▸ What is required
Can you set down all of the data below word for word, with every line unchanged?

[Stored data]
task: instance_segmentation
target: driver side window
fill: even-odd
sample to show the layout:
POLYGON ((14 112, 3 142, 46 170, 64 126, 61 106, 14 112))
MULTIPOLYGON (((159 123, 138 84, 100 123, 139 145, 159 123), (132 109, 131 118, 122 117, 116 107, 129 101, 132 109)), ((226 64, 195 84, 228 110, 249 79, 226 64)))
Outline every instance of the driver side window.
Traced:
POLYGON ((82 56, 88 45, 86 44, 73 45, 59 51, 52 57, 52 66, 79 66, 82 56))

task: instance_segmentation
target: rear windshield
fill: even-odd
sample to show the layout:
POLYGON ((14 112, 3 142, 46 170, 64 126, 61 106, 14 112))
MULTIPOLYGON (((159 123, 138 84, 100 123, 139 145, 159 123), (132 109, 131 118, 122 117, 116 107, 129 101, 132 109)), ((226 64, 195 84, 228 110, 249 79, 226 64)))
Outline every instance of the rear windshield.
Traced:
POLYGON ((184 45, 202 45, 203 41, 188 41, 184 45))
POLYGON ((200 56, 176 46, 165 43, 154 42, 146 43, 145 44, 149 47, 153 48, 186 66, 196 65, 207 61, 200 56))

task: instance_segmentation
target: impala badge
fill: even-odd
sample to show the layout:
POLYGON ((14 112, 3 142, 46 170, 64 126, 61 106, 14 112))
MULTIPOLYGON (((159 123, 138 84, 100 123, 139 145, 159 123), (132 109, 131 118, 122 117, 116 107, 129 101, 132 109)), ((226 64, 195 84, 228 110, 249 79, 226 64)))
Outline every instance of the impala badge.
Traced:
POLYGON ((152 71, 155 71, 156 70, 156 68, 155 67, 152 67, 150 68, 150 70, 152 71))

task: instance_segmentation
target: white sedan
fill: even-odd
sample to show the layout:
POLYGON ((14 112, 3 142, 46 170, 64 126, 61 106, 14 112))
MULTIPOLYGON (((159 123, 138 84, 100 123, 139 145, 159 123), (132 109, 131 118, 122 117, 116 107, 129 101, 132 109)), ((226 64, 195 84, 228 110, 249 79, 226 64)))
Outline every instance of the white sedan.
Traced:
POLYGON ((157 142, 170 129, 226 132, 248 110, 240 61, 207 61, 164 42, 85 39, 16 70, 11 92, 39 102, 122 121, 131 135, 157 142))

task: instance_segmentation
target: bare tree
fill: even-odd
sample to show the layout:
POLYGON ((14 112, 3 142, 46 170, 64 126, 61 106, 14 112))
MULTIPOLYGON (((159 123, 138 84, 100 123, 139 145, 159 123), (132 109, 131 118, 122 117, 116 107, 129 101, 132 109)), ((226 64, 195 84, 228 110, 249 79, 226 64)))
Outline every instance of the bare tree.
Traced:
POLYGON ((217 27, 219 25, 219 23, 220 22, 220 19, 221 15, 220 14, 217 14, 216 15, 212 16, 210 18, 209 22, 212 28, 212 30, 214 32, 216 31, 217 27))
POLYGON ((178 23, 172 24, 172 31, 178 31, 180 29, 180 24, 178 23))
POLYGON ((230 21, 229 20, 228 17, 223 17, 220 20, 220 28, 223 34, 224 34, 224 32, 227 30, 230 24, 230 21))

▸ In response
task: instance_segmentation
target: driver side window
fill: even-odd
sample to show the layout:
POLYGON ((14 112, 3 142, 46 170, 64 126, 61 106, 14 112))
MULTIPOLYGON (((159 123, 138 84, 100 123, 139 145, 159 123), (132 109, 131 118, 122 117, 116 107, 129 101, 132 109)), ((226 64, 195 84, 228 110, 249 79, 226 64)))
Outline every instance of the driver side window.
Traced:
POLYGON ((82 56, 88 45, 86 44, 73 45, 59 51, 52 57, 52 66, 79 66, 82 56))

task: instance_segmentation
target: rear windshield
fill: even-odd
sample to show the layout:
POLYGON ((14 112, 3 142, 46 170, 64 126, 61 106, 14 112))
MULTIPOLYGON (((159 123, 138 84, 100 123, 139 145, 159 123), (132 109, 131 118, 122 117, 116 107, 129 101, 132 109)), ((226 64, 195 84, 228 110, 249 79, 226 64)))
Outline every instance of the rear windshield.
Traced:
POLYGON ((184 45, 202 45, 203 41, 188 41, 184 45))
POLYGON ((200 56, 176 46, 165 43, 154 42, 146 43, 145 44, 149 47, 153 48, 186 66, 196 65, 207 61, 200 56))

task: instance_segmentation
target: impala badge
fill: even-odd
sample to show the layout:
POLYGON ((14 112, 3 142, 46 170, 64 126, 61 106, 14 112))
MULTIPOLYGON (((159 123, 138 84, 100 123, 139 145, 159 123), (132 109, 131 118, 122 117, 116 107, 129 101, 132 109)), ((226 64, 195 84, 228 110, 249 79, 226 64)))
Outline every instance of the impala badge.
Traced:
POLYGON ((152 71, 155 71, 156 70, 156 68, 155 67, 152 67, 150 68, 150 70, 152 71))

task: instance_segmentation
target: white sedan
fill: even-odd
sample to show the layout:
POLYGON ((14 112, 3 142, 46 170, 64 126, 61 106, 14 112))
MULTIPOLYGON (((159 123, 138 84, 100 123, 139 145, 159 123), (132 109, 131 118, 122 117, 116 107, 129 101, 132 109)), ((226 64, 195 84, 228 110, 249 79, 226 64)))
Outline every instance of the white sedan.
Traced:
POLYGON ((157 142, 170 129, 226 132, 248 110, 240 61, 207 61, 164 42, 85 39, 16 70, 11 92, 39 102, 122 121, 131 135, 157 142))

task: instance_segmentation
target: bare tree
fill: even-odd
sample to show the layout:
POLYGON ((14 112, 3 142, 46 170, 64 126, 61 106, 14 112))
MULTIPOLYGON (((159 123, 138 84, 100 123, 139 145, 159 123), (132 109, 131 118, 122 117, 116 107, 129 101, 132 109)), ((226 64, 195 84, 228 110, 249 79, 226 64)))
Outline every instance of the bare tree.
Traced:
POLYGON ((217 27, 219 25, 219 23, 220 22, 220 19, 221 15, 220 14, 217 14, 216 15, 212 16, 210 18, 209 22, 212 28, 212 30, 214 32, 216 31, 217 27))
POLYGON ((178 23, 172 24, 172 31, 178 31, 180 29, 180 24, 178 23))
POLYGON ((230 21, 229 20, 228 17, 223 17, 220 20, 220 28, 223 34, 224 34, 224 32, 227 30, 230 24, 230 21))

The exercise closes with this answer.